BEGIN Text section
One of my most favorite quotes is from Coco Chanel. “How many cares one loses when one decides not to be something, but to be someone.” The first time I read this quote it nearly jumped off the page. It screamed at me and echoed, stop trying to ‘do’ (control the plan for your life) and instead ‘be’ (allow the plan to unfold in due season). Most of us are familiar w…ith the scripture from Ecclesiastics that was made into a popular song during the 1960’s.
“There is a time and season for every purpose under heaven.”
When we get into the ‘do’ mode, it is generally for other people. We begin to compare our self to others. We start comparing our abilities and achievements with other people’s talents and accomplishments. The minute we start this process of thinking, we lose sight of our own personality and individuality. We need to recognize that our value and worth is not the by-product of achievement. Who you are is more important than what you have done.
We live in a society where worth is measured by our level of education, level of achievement and the number of trophies that attest to our accomplishments. When I first met my husband, I was intimated by his family. He comes from a large Irish-Catholic family of eight children. Of the eight children, all have college degrees.
His father is a retired civil engineer; his mother had been a nursing professor at a well-known university. His siblings include a doctor, dentist, pharmacist, aeronautical engineer, psychologist… I think you get my point. And then there was me. I had just come out of a failed marriage, hated my job and was struggling just to keep my head above water while putting my daughter through college. In my mind, everyone else had arrived while I was still in the waiting room of life.
END Text section
BEGIN Data supplied
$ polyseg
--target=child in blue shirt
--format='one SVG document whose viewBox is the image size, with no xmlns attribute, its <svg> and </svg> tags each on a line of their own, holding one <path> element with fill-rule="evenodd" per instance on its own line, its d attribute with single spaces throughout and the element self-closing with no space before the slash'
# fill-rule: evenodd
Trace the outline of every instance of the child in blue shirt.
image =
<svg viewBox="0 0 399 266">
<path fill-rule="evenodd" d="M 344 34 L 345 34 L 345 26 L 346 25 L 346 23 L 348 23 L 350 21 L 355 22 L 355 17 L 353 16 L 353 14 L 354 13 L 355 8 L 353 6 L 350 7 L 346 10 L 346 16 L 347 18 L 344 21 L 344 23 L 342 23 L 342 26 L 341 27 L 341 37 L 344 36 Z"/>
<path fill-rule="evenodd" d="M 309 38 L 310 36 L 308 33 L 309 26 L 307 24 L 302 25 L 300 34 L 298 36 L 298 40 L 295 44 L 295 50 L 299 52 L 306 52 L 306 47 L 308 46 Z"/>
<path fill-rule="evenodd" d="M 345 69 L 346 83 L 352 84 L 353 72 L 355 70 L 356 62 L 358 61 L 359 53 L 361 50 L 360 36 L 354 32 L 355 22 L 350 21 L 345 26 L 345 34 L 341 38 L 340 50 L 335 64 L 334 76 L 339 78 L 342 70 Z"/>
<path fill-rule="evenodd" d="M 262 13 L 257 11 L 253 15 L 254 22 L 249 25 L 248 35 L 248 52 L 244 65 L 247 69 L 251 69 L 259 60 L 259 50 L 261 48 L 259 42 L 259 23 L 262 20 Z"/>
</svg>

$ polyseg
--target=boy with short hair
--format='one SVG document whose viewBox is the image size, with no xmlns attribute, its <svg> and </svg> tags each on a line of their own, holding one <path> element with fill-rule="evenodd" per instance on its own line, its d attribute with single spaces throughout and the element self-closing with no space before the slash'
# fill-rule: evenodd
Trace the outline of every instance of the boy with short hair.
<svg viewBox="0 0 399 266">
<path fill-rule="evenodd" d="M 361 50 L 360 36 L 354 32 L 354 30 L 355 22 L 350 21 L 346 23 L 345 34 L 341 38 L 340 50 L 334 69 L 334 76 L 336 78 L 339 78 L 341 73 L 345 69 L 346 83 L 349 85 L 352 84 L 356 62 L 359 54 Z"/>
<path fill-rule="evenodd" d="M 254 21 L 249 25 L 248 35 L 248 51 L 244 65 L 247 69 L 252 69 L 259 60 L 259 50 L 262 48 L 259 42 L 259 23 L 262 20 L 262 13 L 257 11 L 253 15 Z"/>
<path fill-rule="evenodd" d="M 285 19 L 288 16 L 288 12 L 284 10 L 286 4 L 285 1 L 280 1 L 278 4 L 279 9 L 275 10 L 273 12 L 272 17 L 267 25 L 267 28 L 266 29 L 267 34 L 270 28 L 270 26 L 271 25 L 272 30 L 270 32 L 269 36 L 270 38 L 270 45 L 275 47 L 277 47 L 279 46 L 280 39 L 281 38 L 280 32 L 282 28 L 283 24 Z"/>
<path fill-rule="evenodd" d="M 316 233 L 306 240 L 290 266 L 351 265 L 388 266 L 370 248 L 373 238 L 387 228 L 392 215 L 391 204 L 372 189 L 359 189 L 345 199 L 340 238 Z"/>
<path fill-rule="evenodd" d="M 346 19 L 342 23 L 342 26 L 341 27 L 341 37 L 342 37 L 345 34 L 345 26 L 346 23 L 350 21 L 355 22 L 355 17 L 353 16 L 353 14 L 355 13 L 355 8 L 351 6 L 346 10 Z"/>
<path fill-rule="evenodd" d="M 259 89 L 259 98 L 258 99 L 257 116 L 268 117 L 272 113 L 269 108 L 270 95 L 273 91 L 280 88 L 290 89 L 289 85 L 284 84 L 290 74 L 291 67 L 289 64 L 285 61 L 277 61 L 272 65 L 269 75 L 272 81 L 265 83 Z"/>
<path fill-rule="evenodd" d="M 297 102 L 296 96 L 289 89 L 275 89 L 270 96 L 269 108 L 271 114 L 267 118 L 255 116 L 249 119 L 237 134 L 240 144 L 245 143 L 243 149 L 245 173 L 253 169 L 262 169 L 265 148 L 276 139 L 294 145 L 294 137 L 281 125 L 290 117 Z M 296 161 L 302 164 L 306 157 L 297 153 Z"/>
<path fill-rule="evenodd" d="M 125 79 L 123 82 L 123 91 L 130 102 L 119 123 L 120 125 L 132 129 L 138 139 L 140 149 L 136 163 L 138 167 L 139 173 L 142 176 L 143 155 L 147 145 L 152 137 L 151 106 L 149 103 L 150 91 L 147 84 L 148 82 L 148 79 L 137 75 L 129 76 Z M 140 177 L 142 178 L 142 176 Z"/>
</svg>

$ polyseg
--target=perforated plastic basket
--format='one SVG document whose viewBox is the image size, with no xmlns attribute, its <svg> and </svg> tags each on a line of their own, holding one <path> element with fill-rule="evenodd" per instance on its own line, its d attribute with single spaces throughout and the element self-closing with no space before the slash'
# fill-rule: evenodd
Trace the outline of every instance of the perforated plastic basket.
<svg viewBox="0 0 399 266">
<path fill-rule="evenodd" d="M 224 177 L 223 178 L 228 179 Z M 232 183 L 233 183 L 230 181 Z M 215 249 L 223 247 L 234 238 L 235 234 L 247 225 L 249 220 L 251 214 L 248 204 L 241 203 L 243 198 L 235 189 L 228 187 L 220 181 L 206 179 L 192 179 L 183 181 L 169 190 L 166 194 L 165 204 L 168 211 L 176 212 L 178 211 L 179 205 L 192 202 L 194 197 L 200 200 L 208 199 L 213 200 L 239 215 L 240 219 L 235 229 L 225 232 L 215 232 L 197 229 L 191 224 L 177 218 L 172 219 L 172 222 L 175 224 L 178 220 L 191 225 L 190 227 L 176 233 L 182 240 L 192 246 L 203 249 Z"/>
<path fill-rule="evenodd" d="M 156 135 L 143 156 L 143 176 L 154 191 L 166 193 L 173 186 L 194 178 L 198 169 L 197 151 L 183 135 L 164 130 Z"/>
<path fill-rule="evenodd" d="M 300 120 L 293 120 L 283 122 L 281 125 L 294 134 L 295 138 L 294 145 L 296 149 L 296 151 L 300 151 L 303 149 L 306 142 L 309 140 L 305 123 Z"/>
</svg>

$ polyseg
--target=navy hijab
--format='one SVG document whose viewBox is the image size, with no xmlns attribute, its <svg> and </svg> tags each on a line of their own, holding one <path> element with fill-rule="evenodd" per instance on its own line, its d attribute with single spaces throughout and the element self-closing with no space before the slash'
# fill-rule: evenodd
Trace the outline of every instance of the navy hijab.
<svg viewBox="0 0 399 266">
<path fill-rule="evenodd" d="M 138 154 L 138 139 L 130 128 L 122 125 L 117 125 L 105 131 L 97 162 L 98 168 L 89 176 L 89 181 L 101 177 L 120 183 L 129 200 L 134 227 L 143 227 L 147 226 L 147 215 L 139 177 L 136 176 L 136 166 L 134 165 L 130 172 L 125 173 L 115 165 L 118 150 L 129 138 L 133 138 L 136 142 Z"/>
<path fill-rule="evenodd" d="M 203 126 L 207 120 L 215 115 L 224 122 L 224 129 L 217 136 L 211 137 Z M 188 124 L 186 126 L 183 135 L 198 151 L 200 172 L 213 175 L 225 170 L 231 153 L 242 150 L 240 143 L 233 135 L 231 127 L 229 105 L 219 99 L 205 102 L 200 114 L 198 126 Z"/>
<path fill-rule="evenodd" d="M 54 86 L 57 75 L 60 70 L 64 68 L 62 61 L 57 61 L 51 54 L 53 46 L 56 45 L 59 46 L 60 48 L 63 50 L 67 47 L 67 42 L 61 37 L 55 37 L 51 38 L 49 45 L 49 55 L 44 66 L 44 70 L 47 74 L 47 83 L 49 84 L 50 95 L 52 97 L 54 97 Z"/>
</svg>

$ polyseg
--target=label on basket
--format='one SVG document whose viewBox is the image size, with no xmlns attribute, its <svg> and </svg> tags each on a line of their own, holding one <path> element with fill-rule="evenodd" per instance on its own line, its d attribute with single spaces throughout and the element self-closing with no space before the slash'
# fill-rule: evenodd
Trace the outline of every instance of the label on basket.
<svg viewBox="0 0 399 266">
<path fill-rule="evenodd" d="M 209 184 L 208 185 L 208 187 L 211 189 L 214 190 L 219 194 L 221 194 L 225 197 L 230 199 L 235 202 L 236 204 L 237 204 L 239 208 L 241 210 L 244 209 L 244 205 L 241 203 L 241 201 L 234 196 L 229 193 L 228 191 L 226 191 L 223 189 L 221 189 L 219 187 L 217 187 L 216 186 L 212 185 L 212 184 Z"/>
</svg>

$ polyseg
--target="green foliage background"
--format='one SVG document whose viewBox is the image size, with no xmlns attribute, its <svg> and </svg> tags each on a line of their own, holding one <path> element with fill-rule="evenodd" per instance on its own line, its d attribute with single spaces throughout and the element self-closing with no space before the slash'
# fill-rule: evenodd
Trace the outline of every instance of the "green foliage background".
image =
END Data supplied
List of tasks.
1) Repeat the passage of the Coco Chanel essay starting with "When we get" and going on through "have college degrees.".
2) Please list the professions of the husband's siblings that the Coco Chanel essay names.
3) Carry the Coco Chanel essay forward from its final sentence.

Numbered answers.
1)
When we get into the ‘do’ mode, it is generally for other people. We begin to compare our self to others. We start comparing our abilities and achievements with other people’s talents and accomplishments. The minute we start this process of thinking, we lose sight of our own personality and individuality. We need to recognize that our value and worth is not the by-product of achievement. Who you are is more important than what you have done.
We live in a society where worth is measured by our level of education, level of achievement and the number of trophies that attest to our accomplishments. When I first met my husband, I was intimated by his family. He comes from a large Irish-Catholic family of eight children. Of the eight children, all have college degrees.

2) doctor, dentist, pharmacist, aeronautical engineer, psychologist

3)
The waiting room of life is rarely an enjoyable place to be but an absolute necessity to get to your next destination. We live in a society that demands “the now”. We want instant gratification and results and we want them in our time frame. We try to prod things along by ‘doing’ something. What we fail to realize is that we haven’t reached the destination where that part of our life’s plan unfolds. Does that stop us? Not usually.
Instead, we continue to try and “do” things in our own timing and we end up in a war zone. The end result is a joyless life because we are trying to “do” something that can’t be done. We are out of season. We have lost sight of the fact that there is a perfect timing for the evolution and phases of the plan and purpose of our life.
When I stopped trying ‘to be”, I came to realize it wasn’t my husband’s family that intimidated me; it was my inability to believe in my own self-worth. His family was the first to applaud and praise my willingness to venture out and explore new business opportunities.
Don’t allow accomplishments to the basis of your self-worth. Life with the knowledge there is a plan for your life and sometimes that plan requires that you DO, not BE.